BEGIN DATA TO USE

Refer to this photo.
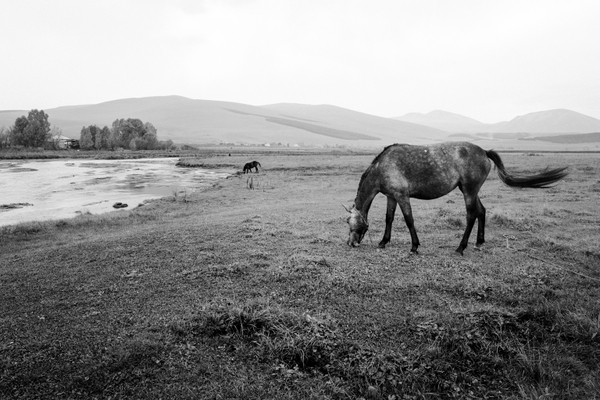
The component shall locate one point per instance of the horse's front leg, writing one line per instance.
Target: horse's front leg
(404, 203)
(389, 218)
(480, 224)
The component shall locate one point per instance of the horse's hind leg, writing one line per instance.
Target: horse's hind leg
(480, 224)
(410, 223)
(475, 210)
(389, 218)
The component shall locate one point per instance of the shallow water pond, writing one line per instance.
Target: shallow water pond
(40, 190)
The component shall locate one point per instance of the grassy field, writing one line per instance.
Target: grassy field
(247, 290)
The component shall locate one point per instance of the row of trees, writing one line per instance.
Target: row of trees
(35, 131)
(129, 133)
(31, 131)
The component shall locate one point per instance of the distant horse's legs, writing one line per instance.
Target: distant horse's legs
(389, 218)
(410, 223)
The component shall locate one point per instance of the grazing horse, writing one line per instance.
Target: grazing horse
(254, 164)
(403, 171)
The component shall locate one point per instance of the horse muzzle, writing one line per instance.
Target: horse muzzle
(354, 240)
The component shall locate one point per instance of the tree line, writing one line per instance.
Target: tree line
(35, 131)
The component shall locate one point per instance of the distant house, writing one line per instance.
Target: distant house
(63, 142)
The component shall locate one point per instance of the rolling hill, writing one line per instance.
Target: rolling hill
(559, 121)
(195, 122)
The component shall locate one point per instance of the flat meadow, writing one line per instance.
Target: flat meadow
(248, 290)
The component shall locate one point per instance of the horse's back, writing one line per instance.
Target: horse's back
(429, 172)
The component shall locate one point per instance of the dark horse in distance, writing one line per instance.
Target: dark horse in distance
(254, 164)
(403, 171)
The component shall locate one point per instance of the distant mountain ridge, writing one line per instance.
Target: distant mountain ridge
(559, 121)
(194, 122)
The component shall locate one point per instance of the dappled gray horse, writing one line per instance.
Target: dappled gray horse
(403, 171)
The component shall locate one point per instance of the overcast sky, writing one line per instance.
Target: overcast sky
(488, 60)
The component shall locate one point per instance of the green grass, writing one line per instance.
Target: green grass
(253, 294)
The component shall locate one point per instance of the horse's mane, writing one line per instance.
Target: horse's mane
(375, 160)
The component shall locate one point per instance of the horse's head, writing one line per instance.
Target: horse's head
(358, 226)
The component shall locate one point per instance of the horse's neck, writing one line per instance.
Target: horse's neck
(367, 191)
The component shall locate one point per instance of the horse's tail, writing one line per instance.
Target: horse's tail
(540, 180)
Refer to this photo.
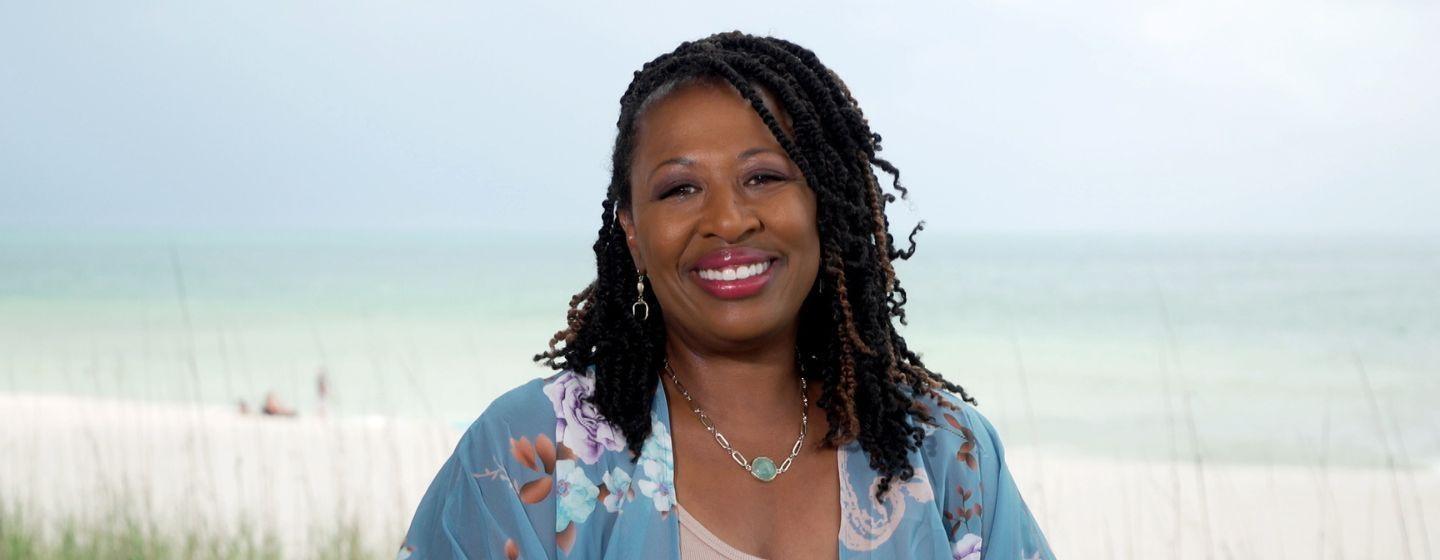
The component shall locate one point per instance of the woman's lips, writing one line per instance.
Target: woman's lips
(726, 282)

END DATA TO USE

Rewrite the part of the records that opens with the line containing "The component shall locate one point per instance of the green" and runs through the end of the records as a two-column CSV with the columns text and answer. Give one row for each record, put each field in quotation marks with its line breaks turned into spaces, and leave the pictures out.

SOLVED EXERCISE.
text,answer
"The component shall locate one point per instance of the green grass, writing one line per instance. Target: green grass","(253, 294)"
"The component shall locate one point per instance of the horse's mane, writing one line per instance. Target: horse's mane","(375, 160)"
"The component shall locate one point per instance of the horse's head, writing one line per instance. Target: horse's head","(358, 226)"
"The component shall locate one point per instance of the horse's neck, writing one line per instance. Target: horse's neck","(367, 191)"
"The component shall locate one point per instance of the horse's tail, writing one line per instance. Target: horse's tail","(540, 180)"
"Refer to this photo. The component shall locate one point per instance of the woman's lips, writing one line per instance. Target: woman's lips","(726, 282)"